*Dataset excerpt*:
☆ ☆ ☆ ☆ ☆ ☆ ☆
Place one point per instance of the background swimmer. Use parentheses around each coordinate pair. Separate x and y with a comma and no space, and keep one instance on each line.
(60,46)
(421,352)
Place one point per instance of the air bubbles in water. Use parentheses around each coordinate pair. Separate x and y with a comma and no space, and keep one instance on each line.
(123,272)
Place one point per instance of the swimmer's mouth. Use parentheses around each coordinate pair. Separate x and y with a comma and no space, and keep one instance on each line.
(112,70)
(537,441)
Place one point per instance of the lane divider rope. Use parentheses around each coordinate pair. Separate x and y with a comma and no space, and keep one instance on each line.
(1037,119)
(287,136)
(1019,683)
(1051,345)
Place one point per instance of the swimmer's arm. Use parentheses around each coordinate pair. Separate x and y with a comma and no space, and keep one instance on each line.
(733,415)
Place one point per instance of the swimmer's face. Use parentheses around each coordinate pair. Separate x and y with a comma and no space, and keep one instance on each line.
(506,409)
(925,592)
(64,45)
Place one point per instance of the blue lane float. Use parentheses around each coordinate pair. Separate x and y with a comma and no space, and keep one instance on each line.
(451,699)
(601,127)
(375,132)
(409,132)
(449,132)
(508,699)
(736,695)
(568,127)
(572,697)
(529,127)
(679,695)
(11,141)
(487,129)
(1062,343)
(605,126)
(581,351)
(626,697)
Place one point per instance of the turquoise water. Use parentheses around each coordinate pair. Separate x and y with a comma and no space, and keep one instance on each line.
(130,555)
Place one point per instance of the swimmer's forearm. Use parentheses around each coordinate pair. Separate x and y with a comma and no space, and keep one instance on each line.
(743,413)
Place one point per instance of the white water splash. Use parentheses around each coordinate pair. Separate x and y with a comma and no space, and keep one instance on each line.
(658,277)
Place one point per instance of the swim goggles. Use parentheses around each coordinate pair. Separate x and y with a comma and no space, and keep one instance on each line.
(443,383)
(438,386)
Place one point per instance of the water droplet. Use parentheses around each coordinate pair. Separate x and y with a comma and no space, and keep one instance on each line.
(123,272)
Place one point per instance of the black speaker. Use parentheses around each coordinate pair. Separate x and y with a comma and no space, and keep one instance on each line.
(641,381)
☆ ☆ ☆ ☆ ☆ ☆ ☆
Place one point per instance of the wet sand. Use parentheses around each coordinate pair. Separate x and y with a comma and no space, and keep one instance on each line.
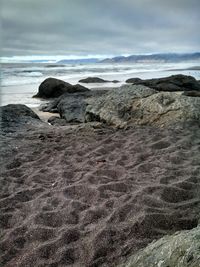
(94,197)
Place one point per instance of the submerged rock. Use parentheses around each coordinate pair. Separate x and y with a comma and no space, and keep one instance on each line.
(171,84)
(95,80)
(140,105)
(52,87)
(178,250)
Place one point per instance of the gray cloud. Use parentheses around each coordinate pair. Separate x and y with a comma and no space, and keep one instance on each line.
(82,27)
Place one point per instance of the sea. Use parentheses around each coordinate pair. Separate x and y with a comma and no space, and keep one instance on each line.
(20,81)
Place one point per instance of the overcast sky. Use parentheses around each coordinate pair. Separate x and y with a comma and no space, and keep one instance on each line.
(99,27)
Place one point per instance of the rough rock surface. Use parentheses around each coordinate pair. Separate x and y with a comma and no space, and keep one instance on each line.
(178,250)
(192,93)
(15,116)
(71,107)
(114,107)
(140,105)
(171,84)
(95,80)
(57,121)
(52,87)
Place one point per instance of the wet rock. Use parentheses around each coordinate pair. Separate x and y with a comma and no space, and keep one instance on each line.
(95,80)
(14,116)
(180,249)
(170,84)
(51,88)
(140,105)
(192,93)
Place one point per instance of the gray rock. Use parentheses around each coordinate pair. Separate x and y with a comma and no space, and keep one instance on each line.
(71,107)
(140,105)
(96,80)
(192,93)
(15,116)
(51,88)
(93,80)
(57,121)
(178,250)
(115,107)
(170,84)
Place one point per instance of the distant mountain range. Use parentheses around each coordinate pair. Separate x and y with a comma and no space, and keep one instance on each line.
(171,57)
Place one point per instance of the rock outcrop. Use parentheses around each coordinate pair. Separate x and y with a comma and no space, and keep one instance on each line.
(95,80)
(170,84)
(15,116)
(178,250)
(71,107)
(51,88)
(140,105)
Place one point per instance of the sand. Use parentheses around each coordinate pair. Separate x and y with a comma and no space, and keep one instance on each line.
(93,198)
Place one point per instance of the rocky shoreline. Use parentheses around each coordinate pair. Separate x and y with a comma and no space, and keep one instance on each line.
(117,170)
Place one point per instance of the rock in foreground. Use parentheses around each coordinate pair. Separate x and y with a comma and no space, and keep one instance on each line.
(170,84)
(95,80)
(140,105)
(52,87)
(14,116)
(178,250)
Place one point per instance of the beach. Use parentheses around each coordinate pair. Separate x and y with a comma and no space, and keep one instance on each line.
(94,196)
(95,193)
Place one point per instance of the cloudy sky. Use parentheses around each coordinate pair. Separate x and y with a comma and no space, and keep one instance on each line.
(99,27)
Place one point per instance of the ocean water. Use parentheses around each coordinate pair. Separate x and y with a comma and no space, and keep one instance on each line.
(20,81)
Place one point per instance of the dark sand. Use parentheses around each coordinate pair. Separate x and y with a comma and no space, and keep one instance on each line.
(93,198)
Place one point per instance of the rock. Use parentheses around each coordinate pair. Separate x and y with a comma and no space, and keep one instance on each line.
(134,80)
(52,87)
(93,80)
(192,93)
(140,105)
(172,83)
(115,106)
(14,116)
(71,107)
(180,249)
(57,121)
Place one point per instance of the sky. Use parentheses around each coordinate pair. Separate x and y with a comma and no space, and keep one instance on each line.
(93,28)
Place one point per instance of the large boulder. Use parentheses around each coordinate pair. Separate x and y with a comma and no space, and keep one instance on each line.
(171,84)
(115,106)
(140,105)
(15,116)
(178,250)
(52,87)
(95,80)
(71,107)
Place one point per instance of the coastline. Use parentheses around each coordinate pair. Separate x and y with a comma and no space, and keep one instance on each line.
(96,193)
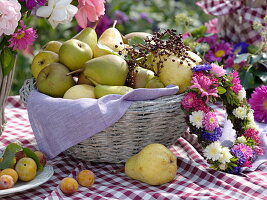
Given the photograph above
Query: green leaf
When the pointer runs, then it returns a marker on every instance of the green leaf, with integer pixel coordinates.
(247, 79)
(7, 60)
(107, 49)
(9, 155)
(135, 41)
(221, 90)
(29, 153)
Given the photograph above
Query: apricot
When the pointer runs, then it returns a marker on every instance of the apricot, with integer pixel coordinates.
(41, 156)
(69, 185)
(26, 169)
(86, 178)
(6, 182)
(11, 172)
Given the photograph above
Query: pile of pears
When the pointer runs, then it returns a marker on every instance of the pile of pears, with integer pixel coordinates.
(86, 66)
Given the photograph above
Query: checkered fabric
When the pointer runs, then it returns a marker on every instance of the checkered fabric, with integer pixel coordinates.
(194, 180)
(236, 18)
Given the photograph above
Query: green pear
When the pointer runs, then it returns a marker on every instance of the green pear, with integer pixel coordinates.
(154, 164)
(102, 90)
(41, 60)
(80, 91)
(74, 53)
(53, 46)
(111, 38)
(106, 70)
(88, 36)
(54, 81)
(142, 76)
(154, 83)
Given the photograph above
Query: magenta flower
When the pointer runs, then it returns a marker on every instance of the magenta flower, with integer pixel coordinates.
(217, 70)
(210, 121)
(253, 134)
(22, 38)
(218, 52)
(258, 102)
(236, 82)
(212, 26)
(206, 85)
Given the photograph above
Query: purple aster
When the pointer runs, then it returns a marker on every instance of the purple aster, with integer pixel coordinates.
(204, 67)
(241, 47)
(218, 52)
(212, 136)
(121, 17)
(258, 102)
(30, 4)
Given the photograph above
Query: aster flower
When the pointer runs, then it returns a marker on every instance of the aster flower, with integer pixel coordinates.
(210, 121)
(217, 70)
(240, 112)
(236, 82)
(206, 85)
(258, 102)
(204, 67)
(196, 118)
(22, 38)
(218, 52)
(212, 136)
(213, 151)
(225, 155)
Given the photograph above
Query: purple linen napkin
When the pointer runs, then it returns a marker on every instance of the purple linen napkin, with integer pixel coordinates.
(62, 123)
☆ ☆ ☆ ☆ ☆ ☆ ☆
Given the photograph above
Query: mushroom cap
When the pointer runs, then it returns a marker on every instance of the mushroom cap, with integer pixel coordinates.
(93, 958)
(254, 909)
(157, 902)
☆ ☆ ☆ ☆ ☆ ☆ ☆
*Exercise*:
Report each line of the material above that contains the word "every".

*Full answer*:
When the pointer runs, then it returns a marker on every instance of the green leaf, with integer pixel coordinates.
When the pointer runs, then it returns a marker on every instance of the apricot, with integer pixel coordinates.
When the pointer runs, then it returns a marker on every instance of the pile of pears, with integer pixel coordinates.
When the pointer runs, then it returns a marker on every instance of the checkered fabric, with integer pixel coordinates.
When the pointer runs, then it returns a marker on every instance of the green pear, with integer pixel coordinates.
When the pointer runs, then it returns a marker on every instance of the magenta flower, with integer pixel coordinates.
When the pointer runs, then it returns a marker on every instance of the purple aster, with integer pixel coordinates.
When the pointer runs, then it returns a marker on every instance of the aster flower, with integer pixel coordinates.
When the pointer runs, then it returns a marker on every instance of the purple linen napkin, with integer pixel coordinates.
When the pointer runs, then it returns a marker on every instance of the mushroom cap, with integer pixel coordinates.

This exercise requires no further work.